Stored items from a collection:
┏━━
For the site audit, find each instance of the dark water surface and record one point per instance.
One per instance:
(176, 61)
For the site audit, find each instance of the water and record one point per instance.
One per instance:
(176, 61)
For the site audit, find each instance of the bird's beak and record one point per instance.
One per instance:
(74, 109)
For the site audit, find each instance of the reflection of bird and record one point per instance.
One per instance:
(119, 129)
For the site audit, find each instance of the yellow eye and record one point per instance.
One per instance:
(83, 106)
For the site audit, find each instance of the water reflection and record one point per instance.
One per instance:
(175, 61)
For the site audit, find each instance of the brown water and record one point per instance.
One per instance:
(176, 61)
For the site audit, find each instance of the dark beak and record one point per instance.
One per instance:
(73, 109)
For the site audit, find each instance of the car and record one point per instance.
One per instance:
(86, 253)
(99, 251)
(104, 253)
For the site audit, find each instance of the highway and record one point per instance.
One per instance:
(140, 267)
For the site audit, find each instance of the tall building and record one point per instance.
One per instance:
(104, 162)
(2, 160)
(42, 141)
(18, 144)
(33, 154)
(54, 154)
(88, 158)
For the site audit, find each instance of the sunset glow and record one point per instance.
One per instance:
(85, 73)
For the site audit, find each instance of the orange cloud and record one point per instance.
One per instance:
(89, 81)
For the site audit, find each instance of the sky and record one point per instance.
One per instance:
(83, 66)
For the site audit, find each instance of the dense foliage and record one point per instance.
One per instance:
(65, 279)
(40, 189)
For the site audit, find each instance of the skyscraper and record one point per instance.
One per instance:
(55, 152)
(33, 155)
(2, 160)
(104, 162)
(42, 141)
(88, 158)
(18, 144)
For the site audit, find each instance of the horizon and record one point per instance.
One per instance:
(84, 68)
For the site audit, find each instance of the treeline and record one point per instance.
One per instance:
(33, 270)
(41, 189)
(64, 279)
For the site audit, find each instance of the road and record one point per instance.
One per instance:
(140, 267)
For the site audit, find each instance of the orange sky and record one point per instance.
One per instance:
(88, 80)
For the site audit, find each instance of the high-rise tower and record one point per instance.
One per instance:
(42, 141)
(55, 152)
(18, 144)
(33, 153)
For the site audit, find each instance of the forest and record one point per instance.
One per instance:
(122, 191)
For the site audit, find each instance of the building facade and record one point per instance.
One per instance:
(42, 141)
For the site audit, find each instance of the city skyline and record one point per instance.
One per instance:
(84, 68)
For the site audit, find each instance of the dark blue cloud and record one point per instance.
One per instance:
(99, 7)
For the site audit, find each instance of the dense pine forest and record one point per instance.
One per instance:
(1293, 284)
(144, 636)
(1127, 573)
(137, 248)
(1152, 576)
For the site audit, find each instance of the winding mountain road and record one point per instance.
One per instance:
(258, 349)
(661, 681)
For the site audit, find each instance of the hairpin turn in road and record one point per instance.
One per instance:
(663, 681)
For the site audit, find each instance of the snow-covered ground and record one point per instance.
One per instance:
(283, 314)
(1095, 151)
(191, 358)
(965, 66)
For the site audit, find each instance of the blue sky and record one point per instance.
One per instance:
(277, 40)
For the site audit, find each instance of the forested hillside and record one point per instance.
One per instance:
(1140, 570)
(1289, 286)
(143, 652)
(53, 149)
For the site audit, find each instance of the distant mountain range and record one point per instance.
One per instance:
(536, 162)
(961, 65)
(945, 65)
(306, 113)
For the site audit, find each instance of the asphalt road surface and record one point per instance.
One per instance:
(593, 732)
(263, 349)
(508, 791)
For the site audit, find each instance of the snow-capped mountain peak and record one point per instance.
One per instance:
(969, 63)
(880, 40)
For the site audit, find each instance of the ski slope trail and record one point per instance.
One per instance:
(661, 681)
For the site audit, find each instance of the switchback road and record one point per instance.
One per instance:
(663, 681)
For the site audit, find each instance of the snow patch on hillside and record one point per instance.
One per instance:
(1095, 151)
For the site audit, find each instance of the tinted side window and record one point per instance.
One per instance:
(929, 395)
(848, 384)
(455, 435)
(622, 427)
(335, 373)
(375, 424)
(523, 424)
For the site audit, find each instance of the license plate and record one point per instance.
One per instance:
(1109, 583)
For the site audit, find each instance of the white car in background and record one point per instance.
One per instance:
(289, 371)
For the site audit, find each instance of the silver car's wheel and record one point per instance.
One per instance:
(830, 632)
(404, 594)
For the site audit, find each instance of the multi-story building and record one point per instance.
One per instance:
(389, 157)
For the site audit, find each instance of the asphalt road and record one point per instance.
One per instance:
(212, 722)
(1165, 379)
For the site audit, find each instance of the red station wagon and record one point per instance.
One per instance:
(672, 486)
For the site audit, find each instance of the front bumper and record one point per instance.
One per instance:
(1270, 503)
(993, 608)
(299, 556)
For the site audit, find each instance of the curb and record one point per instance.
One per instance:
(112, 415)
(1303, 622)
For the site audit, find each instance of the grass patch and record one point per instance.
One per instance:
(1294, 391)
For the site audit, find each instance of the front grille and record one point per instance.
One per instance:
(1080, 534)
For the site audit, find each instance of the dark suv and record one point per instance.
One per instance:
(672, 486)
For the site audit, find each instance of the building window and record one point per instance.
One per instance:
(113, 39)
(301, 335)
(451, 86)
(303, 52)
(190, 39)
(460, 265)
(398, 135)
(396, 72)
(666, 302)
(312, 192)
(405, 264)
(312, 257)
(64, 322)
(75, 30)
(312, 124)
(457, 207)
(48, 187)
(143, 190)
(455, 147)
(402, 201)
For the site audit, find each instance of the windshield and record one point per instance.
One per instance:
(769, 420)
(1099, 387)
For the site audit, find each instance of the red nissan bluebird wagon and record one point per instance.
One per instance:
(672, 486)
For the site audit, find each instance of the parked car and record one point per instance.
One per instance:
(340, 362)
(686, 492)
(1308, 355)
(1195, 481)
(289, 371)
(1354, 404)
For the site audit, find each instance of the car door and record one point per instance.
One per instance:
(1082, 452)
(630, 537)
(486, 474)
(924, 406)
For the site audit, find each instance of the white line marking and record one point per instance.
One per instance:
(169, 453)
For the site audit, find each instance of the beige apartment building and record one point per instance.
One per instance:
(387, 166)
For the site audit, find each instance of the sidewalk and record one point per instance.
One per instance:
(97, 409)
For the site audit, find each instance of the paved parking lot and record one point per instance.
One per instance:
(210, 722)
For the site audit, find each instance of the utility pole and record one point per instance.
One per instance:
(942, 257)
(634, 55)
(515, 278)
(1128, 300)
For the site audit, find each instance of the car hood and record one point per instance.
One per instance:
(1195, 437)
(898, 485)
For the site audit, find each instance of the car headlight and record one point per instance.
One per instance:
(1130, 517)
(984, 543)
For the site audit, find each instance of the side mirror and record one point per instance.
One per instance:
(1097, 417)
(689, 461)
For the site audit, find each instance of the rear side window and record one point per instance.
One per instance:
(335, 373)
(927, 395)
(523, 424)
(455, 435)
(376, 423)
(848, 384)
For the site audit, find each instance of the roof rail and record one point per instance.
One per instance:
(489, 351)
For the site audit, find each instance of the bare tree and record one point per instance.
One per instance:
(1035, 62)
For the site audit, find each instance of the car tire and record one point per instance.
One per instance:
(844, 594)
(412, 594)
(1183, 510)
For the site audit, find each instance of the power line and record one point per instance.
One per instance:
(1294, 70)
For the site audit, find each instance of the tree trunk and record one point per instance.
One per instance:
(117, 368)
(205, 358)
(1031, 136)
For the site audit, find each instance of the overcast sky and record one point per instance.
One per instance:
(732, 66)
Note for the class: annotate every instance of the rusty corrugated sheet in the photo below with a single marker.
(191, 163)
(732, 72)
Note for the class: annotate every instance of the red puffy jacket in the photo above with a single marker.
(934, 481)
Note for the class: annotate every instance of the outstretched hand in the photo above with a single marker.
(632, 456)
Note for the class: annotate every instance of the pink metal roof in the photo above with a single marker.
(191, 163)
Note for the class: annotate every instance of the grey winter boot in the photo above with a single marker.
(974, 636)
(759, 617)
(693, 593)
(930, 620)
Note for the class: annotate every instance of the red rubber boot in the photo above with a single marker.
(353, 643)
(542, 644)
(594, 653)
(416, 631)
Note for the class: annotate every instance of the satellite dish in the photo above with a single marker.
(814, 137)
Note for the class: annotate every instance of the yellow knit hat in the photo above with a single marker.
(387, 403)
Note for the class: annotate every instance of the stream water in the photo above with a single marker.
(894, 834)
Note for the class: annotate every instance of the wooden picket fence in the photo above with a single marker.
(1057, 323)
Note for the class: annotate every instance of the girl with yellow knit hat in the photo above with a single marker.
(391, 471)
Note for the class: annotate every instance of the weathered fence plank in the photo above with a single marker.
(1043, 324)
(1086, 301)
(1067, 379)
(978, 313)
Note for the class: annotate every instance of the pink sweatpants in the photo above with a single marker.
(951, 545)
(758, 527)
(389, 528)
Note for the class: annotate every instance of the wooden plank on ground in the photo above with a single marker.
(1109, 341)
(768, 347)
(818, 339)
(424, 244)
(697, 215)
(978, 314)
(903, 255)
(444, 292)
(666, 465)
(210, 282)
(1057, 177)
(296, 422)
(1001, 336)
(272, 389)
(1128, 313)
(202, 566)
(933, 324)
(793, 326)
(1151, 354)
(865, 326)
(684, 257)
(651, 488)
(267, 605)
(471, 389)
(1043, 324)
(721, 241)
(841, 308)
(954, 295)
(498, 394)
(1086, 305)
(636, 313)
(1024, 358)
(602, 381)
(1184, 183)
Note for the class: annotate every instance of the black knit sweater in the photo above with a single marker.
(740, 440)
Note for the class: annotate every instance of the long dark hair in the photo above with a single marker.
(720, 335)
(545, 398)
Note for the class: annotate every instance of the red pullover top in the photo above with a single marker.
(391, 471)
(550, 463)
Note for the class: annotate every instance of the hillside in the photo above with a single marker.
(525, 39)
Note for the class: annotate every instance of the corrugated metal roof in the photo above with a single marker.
┗━━
• _The task_:
Read through the entries above, and wherever a line holds the string "beak", copy it.

• _Completed task_:
For the site audit, find each instance of the bird's beak and record one point per instance.
For the site audit, find each instance of the dark beak and record one point per instance.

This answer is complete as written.